Dataset listing of object locations:

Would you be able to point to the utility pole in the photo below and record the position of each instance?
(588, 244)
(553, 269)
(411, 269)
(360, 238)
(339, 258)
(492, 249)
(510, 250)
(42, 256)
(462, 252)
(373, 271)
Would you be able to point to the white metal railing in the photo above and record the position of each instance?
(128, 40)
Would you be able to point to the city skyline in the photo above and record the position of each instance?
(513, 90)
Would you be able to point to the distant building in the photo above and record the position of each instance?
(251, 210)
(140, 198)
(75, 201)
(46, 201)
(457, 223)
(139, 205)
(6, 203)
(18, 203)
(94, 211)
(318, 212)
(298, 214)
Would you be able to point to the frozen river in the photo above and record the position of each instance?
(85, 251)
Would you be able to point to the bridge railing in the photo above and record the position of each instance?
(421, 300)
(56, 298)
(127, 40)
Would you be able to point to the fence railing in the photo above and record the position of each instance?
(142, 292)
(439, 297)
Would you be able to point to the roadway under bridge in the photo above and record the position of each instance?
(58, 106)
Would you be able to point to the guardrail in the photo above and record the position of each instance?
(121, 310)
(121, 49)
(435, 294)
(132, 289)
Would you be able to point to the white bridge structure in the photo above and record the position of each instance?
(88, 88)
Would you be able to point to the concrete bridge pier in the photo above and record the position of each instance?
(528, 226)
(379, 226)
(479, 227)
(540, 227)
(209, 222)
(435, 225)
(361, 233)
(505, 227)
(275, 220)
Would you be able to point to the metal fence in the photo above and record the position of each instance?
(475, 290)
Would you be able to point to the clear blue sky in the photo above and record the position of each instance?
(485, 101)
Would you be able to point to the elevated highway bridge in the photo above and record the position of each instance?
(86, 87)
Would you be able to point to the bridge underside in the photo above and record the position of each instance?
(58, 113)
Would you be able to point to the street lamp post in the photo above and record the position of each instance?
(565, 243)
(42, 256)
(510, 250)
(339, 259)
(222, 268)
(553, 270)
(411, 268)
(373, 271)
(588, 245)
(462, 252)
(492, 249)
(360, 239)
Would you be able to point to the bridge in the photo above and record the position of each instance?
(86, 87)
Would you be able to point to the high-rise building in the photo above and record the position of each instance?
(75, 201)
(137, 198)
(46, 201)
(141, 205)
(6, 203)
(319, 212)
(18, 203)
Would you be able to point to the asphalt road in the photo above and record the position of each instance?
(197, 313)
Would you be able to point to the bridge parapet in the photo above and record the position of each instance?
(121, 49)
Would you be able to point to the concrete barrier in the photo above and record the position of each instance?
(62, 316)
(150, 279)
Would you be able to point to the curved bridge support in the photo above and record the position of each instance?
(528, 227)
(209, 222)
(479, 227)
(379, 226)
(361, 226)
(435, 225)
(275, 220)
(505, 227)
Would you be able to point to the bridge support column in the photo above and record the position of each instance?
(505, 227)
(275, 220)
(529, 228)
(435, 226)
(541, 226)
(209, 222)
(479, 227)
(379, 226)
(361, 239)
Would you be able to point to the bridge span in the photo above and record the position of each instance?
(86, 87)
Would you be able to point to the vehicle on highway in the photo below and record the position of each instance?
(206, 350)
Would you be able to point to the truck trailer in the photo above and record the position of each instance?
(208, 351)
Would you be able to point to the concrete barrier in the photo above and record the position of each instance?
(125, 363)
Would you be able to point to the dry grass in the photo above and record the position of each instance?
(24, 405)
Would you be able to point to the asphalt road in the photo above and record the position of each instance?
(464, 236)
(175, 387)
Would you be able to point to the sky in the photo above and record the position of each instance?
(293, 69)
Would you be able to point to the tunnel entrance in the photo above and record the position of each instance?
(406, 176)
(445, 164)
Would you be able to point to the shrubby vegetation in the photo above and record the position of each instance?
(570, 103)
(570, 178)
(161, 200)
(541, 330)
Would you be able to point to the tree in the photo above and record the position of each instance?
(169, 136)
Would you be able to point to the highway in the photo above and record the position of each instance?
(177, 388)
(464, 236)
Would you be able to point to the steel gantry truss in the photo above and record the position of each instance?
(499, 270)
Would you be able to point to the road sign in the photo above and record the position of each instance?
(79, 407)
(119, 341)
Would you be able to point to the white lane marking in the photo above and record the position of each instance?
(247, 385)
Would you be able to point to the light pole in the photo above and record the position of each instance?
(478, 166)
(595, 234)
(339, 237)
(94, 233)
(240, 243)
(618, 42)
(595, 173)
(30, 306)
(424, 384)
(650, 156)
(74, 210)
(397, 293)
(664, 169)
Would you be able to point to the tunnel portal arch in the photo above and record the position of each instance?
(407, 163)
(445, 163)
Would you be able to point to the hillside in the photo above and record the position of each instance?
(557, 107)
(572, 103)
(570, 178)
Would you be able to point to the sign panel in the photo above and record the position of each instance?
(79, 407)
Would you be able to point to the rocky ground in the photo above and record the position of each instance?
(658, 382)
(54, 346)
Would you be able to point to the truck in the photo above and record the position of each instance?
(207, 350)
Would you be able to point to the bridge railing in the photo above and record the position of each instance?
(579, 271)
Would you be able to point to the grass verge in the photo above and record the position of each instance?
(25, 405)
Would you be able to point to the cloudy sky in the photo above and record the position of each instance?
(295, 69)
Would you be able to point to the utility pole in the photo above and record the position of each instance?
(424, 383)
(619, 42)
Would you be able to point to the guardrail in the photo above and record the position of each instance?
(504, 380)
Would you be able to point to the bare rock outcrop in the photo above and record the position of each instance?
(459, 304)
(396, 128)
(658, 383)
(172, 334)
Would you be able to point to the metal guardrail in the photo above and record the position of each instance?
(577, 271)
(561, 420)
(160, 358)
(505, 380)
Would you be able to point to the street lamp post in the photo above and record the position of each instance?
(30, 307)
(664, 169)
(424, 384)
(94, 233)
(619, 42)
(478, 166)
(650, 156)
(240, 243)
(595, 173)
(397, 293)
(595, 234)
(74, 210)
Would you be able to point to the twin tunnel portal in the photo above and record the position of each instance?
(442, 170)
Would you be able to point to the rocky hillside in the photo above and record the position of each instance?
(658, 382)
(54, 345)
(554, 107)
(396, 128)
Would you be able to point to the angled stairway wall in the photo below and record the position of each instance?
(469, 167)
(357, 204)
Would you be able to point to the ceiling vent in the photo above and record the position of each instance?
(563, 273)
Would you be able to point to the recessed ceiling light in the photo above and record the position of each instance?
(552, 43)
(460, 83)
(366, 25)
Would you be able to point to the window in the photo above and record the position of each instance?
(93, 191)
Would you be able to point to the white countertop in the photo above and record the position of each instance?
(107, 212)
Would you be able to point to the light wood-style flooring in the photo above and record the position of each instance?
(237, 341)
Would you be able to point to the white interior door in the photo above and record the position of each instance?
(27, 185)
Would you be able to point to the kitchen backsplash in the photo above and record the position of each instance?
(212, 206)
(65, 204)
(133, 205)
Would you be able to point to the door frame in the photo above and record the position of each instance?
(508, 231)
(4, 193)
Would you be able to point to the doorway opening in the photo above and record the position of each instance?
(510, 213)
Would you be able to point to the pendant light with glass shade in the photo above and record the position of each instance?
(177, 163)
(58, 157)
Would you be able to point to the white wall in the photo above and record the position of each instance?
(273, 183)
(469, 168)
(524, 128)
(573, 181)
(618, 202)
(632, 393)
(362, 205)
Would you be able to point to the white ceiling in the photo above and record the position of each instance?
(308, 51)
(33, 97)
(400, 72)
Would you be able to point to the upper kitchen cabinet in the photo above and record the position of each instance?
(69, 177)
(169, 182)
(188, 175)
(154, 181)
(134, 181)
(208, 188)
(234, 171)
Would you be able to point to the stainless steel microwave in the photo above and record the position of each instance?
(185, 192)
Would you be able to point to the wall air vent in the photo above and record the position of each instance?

What is asked - Return every line of the listing above without any changes, keeping the original order.

Solution for this problem -
Would you be able to point to the utility pole in the photo below and record the position of each instance?
(588, 244)
(553, 269)
(411, 269)
(360, 238)
(339, 258)
(492, 249)
(510, 250)
(42, 256)
(462, 252)
(373, 271)
Would you be able to point to the white metal railing in the photo above and record the position of each instance?
(128, 40)
Would you be able to point to the city skyline in the photo above and record the position of each instance?
(513, 90)
Would you be able to point to the distant building in the photo above and record the position of each instance?
(251, 210)
(140, 198)
(75, 201)
(46, 201)
(457, 223)
(139, 205)
(6, 203)
(18, 203)
(94, 211)
(318, 212)
(298, 214)
Would you be able to point to the frozen river in the photo above and record the position of each instance?
(85, 251)
Would you be able to point to the bridge railing in the photo above and record the position of each instance?
(421, 300)
(56, 298)
(127, 40)
Would you be able to point to the fence railing in the photo above and record the position of each instance?
(142, 292)
(439, 297)
Would you be able to point to the roadway under bridge in the photo above and record the position of each instance?
(58, 106)
Would you be able to point to the guardrail in the photo above and record the position of each instance?
(121, 310)
(121, 49)
(435, 294)
(132, 289)
Would you be able to point to the white bridge structure in the photo above and record the position of each instance?
(88, 88)
Would you be able to point to the concrete bridge pier in the photo above and record the position of each instance?
(528, 226)
(379, 226)
(479, 227)
(540, 227)
(209, 222)
(435, 225)
(361, 233)
(505, 227)
(275, 220)
Would you be able to point to the metal fence in the photo above and record the position of each instance?
(475, 290)
Would you be able to point to the clear blue sky in the photo above and record the position of each instance?
(485, 101)
Would you be able to point to the elevated highway bridge in the photo above and record the position of each instance?
(86, 87)
Would you be able to point to the bridge underside in the photo above and record the position of each instance?
(58, 113)
Would you be able to point to the street lamp post in the photo above and record the position of each instance?
(565, 243)
(42, 256)
(510, 250)
(339, 259)
(222, 268)
(553, 270)
(411, 268)
(373, 271)
(588, 245)
(462, 252)
(492, 249)
(360, 239)
Would you be able to point to the bridge in the photo above and record the position of each instance?
(86, 87)
Would you be able to point to the high-rise building in the photo above and record the position of each instance?
(75, 201)
(137, 198)
(46, 201)
(141, 205)
(6, 203)
(319, 212)
(18, 203)
Would you be able to point to the asphalt road in the photo above and record the position of each instance?
(197, 313)
Would you be able to point to the bridge parapet in the photo above and record the position of each instance?
(121, 49)
Would you be able to point to the concrete barrier in the photo above and record the position of each instance?
(62, 316)
(150, 279)
Would you be able to point to the curved bridge support in the photo above and record the position of each instance?
(528, 227)
(209, 222)
(479, 227)
(379, 226)
(361, 226)
(435, 225)
(275, 220)
(505, 227)
Would you be able to point to the bridge support column in the photo above and record the position of each instance?
(505, 227)
(275, 220)
(529, 228)
(435, 226)
(541, 226)
(209, 222)
(479, 227)
(379, 226)
(361, 239)
Would you be able to point to the bridge span in the photo above and record the position of each instance?
(86, 87)
Would you be able to point to the vehicle on highway in the photo below and record the position of each instance?
(206, 350)
Would you be able to point to the truck trailer in the photo above and record the position of each instance?
(208, 351)
Would you be able to point to the concrete barrier in the photo above and record the position of each instance?
(125, 363)
Would you be able to point to the dry grass in the photo above and record the position of each instance?
(24, 405)
Would you be able to point to the asphalt road in the photo above and record the position of each instance?
(464, 236)
(175, 387)
Would you be able to point to the sky in the photo above and record the position of each instance?
(293, 69)
Would you be able to point to the tunnel entrance in the photo above and record the position of each instance?
(406, 176)
(445, 164)
Would you be able to point to the shrubby vegetation in the photo above and record the position of each instance?
(570, 103)
(570, 178)
(161, 200)
(541, 330)
Would you be able to point to the tree in the photo above and record the position of each instance?
(169, 136)
Would you be able to point to the highway in the photo above and record the position of each instance?
(177, 388)
(464, 236)
Would you be able to point to the steel gantry truss in the photo above and record the position of each instance?
(499, 270)
Would you be able to point to the road sign in the photo above and record the position of each instance?
(79, 407)
(119, 341)
Would you be able to point to the white lane marking in the photo above and record the position of each instance?
(247, 385)
Would you be able to point to the light pole in the photo above and record the position of each instance?
(478, 166)
(595, 234)
(339, 237)
(94, 233)
(240, 243)
(618, 42)
(595, 173)
(30, 306)
(424, 384)
(650, 156)
(74, 210)
(397, 293)
(664, 169)
Would you be able to point to the tunnel portal arch in the photo above and record the position of each instance?
(407, 163)
(445, 163)
Would you be able to point to the hillside in the photo above and record the position of each instance?
(557, 107)
(572, 103)
(570, 178)
Would you be able to point to the sign panel in the photo above and record the position of each instance?
(79, 407)
Would you be able to point to the rocky ground in the photo above and record the position of each instance?
(658, 382)
(54, 346)
Would you be able to point to the truck in the photo above and record the position of each instance?
(207, 350)
Would you be able to point to the bridge railing in the photo above and record the position of each instance?
(579, 271)
Would you be able to point to the grass verge in the photo above and record the position of each instance?
(25, 405)
Would you be able to point to the cloudy sky in the photo above and record the position of each instance?
(295, 69)
Would you be able to point to the utility pole in the photo above and record the position of each instance?
(424, 383)
(619, 42)
Would you be able to point to the guardrail in the photo above and record the position of each instance?
(504, 380)
Would you be able to point to the bare rock outcrop in the photo above and record the position of each instance?
(459, 304)
(396, 128)
(658, 383)
(172, 334)
Would you be able to point to the metal guardrail in the photo above and record the position of each instance?
(577, 271)
(561, 420)
(160, 358)
(505, 380)
Would you be able to point to the street lamp post in the photo above and record the position of each instance?
(30, 307)
(664, 169)
(424, 384)
(94, 233)
(619, 42)
(478, 166)
(650, 156)
(240, 243)
(595, 173)
(397, 293)
(595, 234)
(74, 210)
Would you be able to point to the twin tunnel portal in the photo above and record the position of each instance?
(442, 170)
Would you be able to point to the rocky hillside in the photo above and record the position of each instance?
(658, 382)
(54, 345)
(554, 107)
(396, 128)
Would you be able to point to the angled stairway wall in the photo below and record the position of each instance?
(469, 167)
(357, 204)
Would you be able to point to the ceiling vent in the photo above and record the position of each instance?
(563, 273)
Would you be able to point to the recessed ceiling light in the photo above and record the position of each instance?
(552, 43)
(460, 83)
(366, 25)
Would you be able to point to the window in the photo above and record the position of each instance?
(93, 191)
Would you be able to point to the white countertop in the photo above and record the position of each instance?
(107, 212)
Would you be able to point to the light wood-style flooring in the photo above and record the position of each instance?
(237, 341)
Would you be able to point to the white interior door in the photo above and record the position of each instance?
(27, 185)
Would you be able to point to the kitchen backsplash in the photo above and record the position of each instance?
(212, 206)
(65, 204)
(133, 205)
Would you be able to point to the door frame in the photo above and record the position of each instance?
(508, 231)
(4, 193)
Would you be able to point to the doorway opening in the photo above and record the position of each instance?
(510, 213)
Would you be able to point to the pendant light with glass shade in the photo above and record the position of each instance?
(177, 163)
(58, 157)
Would you be able to point to the white wall in the photo above and record the position of each instance?
(273, 183)
(469, 168)
(524, 128)
(573, 181)
(618, 202)
(632, 393)
(362, 205)
Would you be able to point to the white ceiling in the photo above and record the position of each instance?
(308, 51)
(33, 97)
(400, 72)
Would you be able to point to the upper kitchen cabinet in the photo above and record the position of each instance?
(69, 177)
(169, 182)
(188, 175)
(154, 181)
(134, 181)
(208, 188)
(234, 171)
Would you be able to point to the stainless steel microwave in the photo above and record the position of each instance?
(185, 192)
Would you be able to point to the wall air vent in the photo above and record the position of each instance?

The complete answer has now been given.